→ PAGE TEXT:
Annual prize for writing

The Norwegian Authors Union Freedom of Expression Award (Ytringsfrihetsprisen) is an annual prize given by the Norwegian Authors Union. It is not to be confused with the Freedom of Expression Prize of the Fritt Ord organization. The prize is awarded to a writer, journalist, author or editor who has made outstanding efforts to promote freedom of expression and tolerance in the very broadest sense. The nominations are made by an International Committee and a National Board of Members.

The Freedom of Expression Award was a gift from the Ministry of Culture to the Norwegian Authors' Union, on the occasion of the celebration of the 100th anniversary of its founding since 1993.

→ SHORT EXERCISE A: Transcribe the part of the award passage that opens with the words containing "The Norwegian Authors Union Freedom" and closes with "founding since 1993.".
→ SHORT EXERCISE B: According to the award passage, who makes the nominations for the prize?
→ SHORT EXERCISE C: Take the award passage further from where it stops.
None of the stored entries is needed.

Stored entries
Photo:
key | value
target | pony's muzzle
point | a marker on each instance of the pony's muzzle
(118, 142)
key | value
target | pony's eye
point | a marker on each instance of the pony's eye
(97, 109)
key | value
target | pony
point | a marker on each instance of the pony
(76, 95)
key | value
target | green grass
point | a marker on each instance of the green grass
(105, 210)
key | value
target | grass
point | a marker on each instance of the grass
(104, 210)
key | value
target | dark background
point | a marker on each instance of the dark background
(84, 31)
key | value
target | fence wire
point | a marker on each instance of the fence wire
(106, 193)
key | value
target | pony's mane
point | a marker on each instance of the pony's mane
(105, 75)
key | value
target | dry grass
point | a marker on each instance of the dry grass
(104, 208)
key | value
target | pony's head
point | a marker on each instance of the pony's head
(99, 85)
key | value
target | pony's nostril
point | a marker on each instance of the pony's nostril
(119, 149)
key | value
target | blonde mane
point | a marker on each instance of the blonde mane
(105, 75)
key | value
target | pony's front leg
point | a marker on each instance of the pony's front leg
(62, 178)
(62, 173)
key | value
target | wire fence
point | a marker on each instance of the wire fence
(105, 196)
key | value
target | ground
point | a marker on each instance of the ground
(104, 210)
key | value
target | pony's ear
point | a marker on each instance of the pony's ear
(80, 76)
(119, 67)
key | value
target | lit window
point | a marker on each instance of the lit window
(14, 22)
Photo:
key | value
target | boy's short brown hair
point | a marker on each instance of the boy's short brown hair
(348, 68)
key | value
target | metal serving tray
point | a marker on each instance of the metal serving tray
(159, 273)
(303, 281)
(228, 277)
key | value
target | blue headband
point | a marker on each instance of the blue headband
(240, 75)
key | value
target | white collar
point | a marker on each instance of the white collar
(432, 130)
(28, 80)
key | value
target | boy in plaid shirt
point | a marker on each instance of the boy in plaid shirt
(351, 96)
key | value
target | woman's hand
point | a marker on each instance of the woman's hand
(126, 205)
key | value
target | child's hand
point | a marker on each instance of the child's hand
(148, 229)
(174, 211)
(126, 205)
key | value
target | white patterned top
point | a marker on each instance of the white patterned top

→ EXPECTED ANSWER A:
The Norwegian Authors Union Freedom of Expression Award (Ytringsfrihetsprisen) is an annual prize given by the Norwegian Authors Union. It is not to be confused with the Freedom of Expression Prize of the Fritt Ord organization. The prize is awarded to a writer, journalist, author or editor who has made outstanding efforts to promote freedom of expression and tolerance in the very broadest sense. The nominations are made by an International Committee and a National Board of Members.

The Freedom of Expression Award was a gift from the Ministry of Culture to the Norwegian Authors' Union, on the occasion of the celebration of the 100th anniversary of its founding since 1993.

→ EXPECTED ANSWER B: An International Committee and a National Board of Members.

→ EXPECTED ANSWER C:
==Awarded==

- 1994 Izzat Ghazzawi, Palestine
- 1995 İsmail Beşikçi, Turkey
- 1996 Joar Tranøy, Norway
- 1997 Yasar Kemal, Nigeria
- 1998 Axel Jensen, Norway
- 1999 Yehude Simon Munaro, Peru
- 2000 Željko Kopanja, Bosnia
- 2001 Amos Oz, Israel
- 2002 Anna Politkovskaya, Russia
- 2003 Pramoedya Ananta Toer, Indonesia
- 2004 Ragıp Zarakolu, Turkey
- 2005 Tsegaye Gabre-Medhin, Ethiopia
- 2006 Simin Behbahani, Iran
- 2007 Tsering Woeser, Tibet
- 2008 Normando Hernández González, Cuba
- 2009 Dawit Isaak, Eritrea
- 2010 Ma Thida, Burma
- 2011 Ales Bialiatski, Russia
- 2012 Wera Sæther, Norway
- 2013 Muharrem Erbey, Turkey
- 2014 Nguyen Xuan Nghia, Vietnam
- 2015 Prize awarded but winner wasn't published.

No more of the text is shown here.